◆ **INPUT**:
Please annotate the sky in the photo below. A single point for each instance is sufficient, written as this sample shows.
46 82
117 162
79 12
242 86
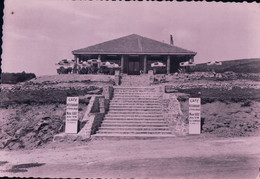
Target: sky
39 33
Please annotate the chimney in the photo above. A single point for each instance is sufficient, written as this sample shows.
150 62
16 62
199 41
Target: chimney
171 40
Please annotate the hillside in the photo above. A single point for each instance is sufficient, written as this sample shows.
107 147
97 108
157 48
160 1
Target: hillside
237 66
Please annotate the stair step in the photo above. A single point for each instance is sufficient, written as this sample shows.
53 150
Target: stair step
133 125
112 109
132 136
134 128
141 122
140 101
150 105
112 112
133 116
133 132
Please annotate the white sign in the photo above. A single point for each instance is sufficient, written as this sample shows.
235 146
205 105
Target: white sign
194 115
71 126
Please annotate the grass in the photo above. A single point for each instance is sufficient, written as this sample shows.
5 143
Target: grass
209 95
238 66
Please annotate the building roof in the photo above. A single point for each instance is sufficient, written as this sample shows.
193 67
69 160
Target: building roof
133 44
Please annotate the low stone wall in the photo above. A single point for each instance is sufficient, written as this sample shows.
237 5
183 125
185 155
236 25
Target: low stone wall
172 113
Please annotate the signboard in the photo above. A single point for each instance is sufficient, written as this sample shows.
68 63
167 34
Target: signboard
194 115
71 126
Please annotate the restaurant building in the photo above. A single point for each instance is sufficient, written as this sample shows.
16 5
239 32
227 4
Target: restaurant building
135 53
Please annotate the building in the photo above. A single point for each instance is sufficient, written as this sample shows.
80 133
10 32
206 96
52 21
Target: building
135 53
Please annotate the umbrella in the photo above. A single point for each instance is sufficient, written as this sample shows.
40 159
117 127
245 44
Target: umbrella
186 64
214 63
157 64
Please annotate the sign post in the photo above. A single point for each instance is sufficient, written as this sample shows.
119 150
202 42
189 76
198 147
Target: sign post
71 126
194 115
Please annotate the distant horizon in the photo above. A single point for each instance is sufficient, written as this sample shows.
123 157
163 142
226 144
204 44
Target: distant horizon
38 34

* * *

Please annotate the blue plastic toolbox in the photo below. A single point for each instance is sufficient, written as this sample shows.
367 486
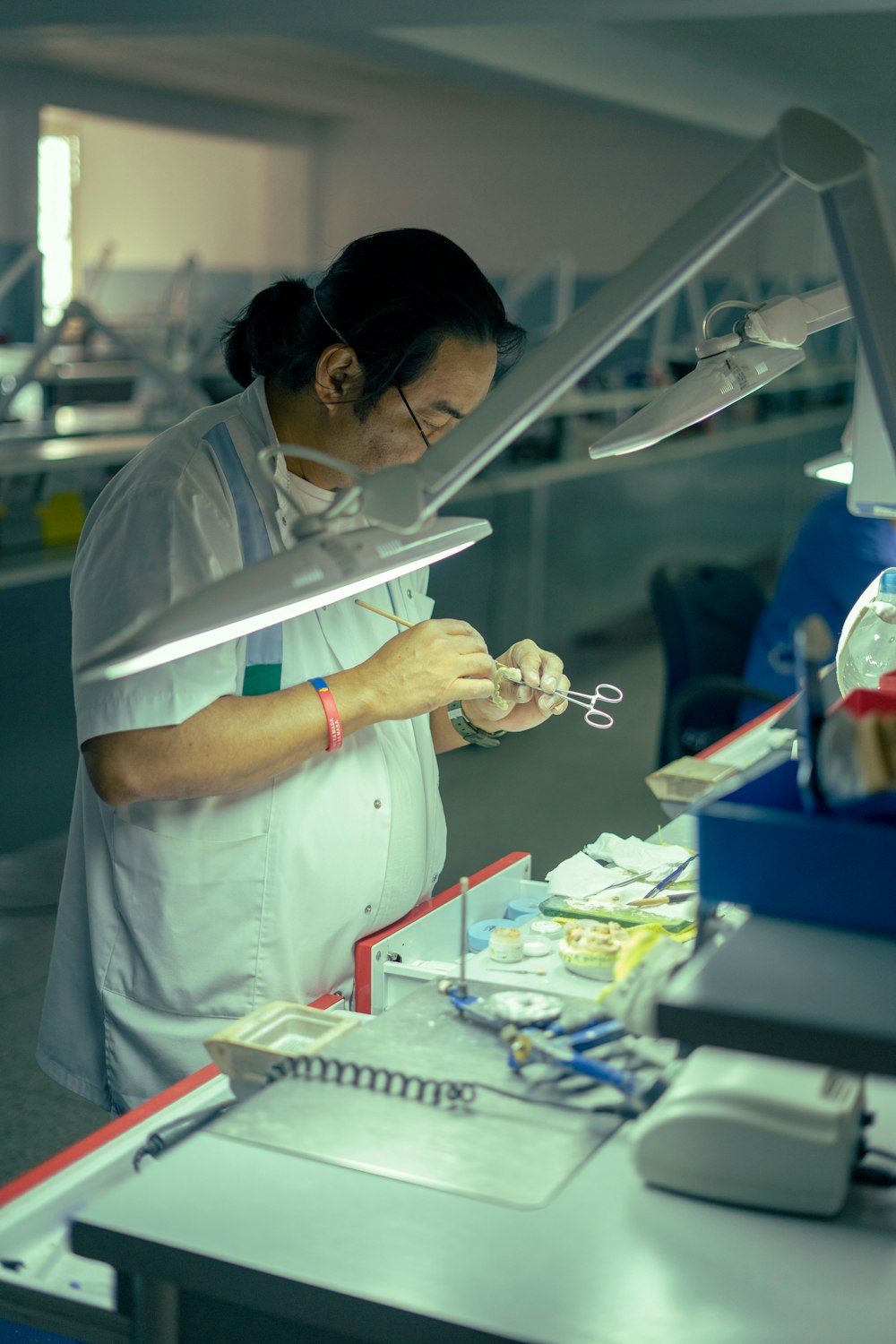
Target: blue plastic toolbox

◆ **EXERCISE AIM**: Count the lines in the material above where the string "plastic" appears, then state only that count.

◆ **ANSWER AREA**: 2